Records from a collection
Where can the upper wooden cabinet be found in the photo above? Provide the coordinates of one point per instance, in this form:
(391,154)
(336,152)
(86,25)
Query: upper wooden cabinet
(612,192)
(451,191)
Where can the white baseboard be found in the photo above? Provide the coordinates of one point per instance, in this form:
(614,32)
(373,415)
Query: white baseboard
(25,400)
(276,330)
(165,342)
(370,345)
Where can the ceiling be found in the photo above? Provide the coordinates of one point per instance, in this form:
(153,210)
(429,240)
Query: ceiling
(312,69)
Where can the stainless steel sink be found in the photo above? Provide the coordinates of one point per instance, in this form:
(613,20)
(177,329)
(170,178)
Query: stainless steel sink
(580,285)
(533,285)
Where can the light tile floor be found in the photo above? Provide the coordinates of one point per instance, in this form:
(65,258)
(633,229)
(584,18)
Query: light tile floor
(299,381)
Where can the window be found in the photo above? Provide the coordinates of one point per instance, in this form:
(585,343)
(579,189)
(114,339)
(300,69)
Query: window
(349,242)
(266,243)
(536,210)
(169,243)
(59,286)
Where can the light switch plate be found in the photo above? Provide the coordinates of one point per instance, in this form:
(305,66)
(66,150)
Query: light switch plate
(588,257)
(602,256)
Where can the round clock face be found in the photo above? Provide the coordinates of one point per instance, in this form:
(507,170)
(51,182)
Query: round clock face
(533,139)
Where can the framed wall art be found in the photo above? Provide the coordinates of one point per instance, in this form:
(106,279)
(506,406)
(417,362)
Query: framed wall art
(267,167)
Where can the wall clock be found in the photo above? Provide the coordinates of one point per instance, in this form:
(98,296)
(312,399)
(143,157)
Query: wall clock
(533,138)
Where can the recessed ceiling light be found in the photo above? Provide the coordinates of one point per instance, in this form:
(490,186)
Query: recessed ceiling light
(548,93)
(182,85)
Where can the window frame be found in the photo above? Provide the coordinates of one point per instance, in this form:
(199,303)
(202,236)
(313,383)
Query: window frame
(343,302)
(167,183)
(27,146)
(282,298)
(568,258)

---

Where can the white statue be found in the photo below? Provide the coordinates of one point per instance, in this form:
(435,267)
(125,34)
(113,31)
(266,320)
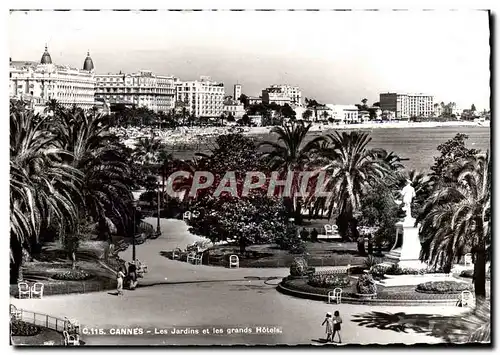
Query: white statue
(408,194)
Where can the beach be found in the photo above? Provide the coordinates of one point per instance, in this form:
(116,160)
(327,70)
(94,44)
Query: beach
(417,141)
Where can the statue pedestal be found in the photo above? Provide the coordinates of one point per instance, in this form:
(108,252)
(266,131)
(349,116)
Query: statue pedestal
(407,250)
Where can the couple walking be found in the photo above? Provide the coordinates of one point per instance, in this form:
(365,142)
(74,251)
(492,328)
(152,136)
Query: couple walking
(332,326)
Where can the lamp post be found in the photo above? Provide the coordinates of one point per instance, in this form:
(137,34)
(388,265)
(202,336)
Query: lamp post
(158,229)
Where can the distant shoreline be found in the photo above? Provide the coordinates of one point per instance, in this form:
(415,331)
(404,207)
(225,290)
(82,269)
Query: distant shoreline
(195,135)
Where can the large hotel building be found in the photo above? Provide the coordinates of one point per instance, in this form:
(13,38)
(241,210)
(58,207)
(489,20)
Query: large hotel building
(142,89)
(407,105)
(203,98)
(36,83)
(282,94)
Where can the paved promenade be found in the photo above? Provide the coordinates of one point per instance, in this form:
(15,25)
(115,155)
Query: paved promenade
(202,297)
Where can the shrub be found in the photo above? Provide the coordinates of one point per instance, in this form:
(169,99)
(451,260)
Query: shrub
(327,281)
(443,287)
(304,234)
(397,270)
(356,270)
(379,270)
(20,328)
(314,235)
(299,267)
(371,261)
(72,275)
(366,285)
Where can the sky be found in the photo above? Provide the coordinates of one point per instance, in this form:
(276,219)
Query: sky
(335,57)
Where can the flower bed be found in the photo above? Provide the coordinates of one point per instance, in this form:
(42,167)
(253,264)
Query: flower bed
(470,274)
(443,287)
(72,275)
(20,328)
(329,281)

==

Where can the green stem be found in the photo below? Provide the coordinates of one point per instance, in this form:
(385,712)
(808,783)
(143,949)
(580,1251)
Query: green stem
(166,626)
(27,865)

__Work to do__: Please pull out every line of the material above that contains the word "steel", matching case exactly.

__Result for this task__:
Where can the stainless steel sink be found in the photo above? Provide the coordinates of one point per instance, in this form:
Query: stainless steel sink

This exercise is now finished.